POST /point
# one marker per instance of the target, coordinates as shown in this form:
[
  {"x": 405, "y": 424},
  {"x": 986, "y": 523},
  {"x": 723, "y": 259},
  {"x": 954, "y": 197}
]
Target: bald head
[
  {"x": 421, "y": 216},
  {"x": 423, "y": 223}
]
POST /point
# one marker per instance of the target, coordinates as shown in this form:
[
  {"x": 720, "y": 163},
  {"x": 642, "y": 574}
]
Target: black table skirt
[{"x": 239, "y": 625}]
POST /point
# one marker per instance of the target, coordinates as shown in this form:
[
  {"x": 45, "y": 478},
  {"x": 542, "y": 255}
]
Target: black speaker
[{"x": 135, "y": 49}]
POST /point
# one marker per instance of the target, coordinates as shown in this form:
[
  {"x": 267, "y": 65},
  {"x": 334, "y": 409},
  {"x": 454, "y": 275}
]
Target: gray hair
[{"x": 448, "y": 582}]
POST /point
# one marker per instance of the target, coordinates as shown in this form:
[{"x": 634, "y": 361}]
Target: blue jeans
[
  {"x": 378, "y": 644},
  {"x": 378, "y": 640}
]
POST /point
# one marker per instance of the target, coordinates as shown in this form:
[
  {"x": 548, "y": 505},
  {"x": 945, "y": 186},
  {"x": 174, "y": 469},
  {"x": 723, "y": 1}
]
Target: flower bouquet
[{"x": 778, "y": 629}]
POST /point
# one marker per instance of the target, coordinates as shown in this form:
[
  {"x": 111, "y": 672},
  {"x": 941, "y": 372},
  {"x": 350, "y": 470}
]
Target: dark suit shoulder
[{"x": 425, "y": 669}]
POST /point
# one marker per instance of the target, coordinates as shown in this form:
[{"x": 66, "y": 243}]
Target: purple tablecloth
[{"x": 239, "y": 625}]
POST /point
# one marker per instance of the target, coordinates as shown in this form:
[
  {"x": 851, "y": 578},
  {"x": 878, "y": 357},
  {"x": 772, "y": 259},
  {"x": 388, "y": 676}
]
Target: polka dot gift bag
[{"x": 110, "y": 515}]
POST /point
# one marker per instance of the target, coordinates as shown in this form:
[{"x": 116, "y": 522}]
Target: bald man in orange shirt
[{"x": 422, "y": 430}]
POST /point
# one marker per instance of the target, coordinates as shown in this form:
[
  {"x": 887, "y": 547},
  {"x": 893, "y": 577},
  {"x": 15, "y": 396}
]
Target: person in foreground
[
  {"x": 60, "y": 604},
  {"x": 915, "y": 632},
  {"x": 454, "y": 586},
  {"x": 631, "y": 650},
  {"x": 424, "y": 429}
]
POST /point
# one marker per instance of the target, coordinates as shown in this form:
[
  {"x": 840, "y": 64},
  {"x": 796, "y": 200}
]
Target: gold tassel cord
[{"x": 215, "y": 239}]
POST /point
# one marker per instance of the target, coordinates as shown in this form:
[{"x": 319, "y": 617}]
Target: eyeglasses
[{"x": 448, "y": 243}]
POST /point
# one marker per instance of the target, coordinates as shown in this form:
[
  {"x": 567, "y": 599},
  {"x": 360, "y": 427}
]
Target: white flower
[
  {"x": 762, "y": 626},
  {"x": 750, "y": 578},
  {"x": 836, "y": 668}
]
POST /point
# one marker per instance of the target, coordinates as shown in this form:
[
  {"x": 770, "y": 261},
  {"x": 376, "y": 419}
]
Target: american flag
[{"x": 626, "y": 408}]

DIRECTIONS FOR THIS TASK: The records shown above are to be retyped exactly, with none omitted.

PROBLEM SOLUTION:
POST /point
# one marker per instance of the target, coordinates as shown in this form:
[
  {"x": 405, "y": 424},
  {"x": 986, "y": 523},
  {"x": 723, "y": 259},
  {"x": 954, "y": 197}
]
Target: bald head
[
  {"x": 421, "y": 216},
  {"x": 423, "y": 223}
]
POST /point
# one marker per instance of the target, coordinates as shown in this form:
[
  {"x": 720, "y": 163},
  {"x": 642, "y": 574}
]
Target: black table skirt
[{"x": 239, "y": 625}]
POST /point
# one marker per instance of the target, coordinates as shown in this form:
[
  {"x": 45, "y": 478},
  {"x": 542, "y": 255}
]
Target: black speaker
[{"x": 135, "y": 49}]
POST /point
# one marker per instance of the target, coordinates as shown in this form:
[
  {"x": 267, "y": 65},
  {"x": 334, "y": 409},
  {"x": 454, "y": 275}
]
Target: gray hair
[{"x": 448, "y": 582}]
POST /point
# one marker per instance of the target, coordinates as shown in this form:
[{"x": 634, "y": 361}]
Target: blue jeans
[
  {"x": 378, "y": 644},
  {"x": 378, "y": 640}
]
POST /point
# one marker per instance of the target, coordinates as shown in this form:
[
  {"x": 548, "y": 505},
  {"x": 945, "y": 186},
  {"x": 174, "y": 469},
  {"x": 723, "y": 1}
]
Target: flower bouquet
[{"x": 778, "y": 629}]
POST /point
# one marker per instance of the target, coordinates as shown in this form:
[
  {"x": 111, "y": 672},
  {"x": 941, "y": 372},
  {"x": 350, "y": 470}
]
Target: dark suit shoulder
[{"x": 425, "y": 669}]
POST /point
# one marker per instance of the target, coordinates as shown in this form:
[{"x": 66, "y": 243}]
Target: purple tablecloth
[{"x": 239, "y": 625}]
POST /point
# one marker per instance of the target, coordinates as shown in this form:
[
  {"x": 851, "y": 578},
  {"x": 878, "y": 357},
  {"x": 772, "y": 259},
  {"x": 388, "y": 676}
]
Target: polka dot gift bag
[{"x": 110, "y": 515}]
POST /point
# one marker per instance of the target, coordinates as shown in this form:
[{"x": 116, "y": 522}]
Target: bald man in orange shirt
[{"x": 422, "y": 430}]
POST /point
# one marker per instance of the target, coordinates as shown in this form:
[
  {"x": 887, "y": 547},
  {"x": 893, "y": 577},
  {"x": 15, "y": 396}
]
Target: person in foreground
[
  {"x": 60, "y": 604},
  {"x": 915, "y": 632},
  {"x": 454, "y": 586},
  {"x": 631, "y": 650},
  {"x": 424, "y": 429}
]
POST /point
# one marker per instance of the target, coordinates as shown in this form:
[
  {"x": 840, "y": 64},
  {"x": 796, "y": 200}
]
Target: gold tassel cord
[{"x": 215, "y": 239}]
POST /point
# one marker per instance of the target, coordinates as shown in this form:
[{"x": 319, "y": 617}]
Target: eyeglasses
[{"x": 448, "y": 243}]
POST /point
# one marker per instance of the target, coordinates as shown in this form:
[
  {"x": 567, "y": 599},
  {"x": 360, "y": 427}
]
Target: white flower
[
  {"x": 762, "y": 626},
  {"x": 750, "y": 578},
  {"x": 836, "y": 668}
]
POST /point
# one marker per instance of the target, coordinates as shown in this form:
[
  {"x": 770, "y": 261},
  {"x": 376, "y": 419}
]
Target: american flag
[{"x": 626, "y": 408}]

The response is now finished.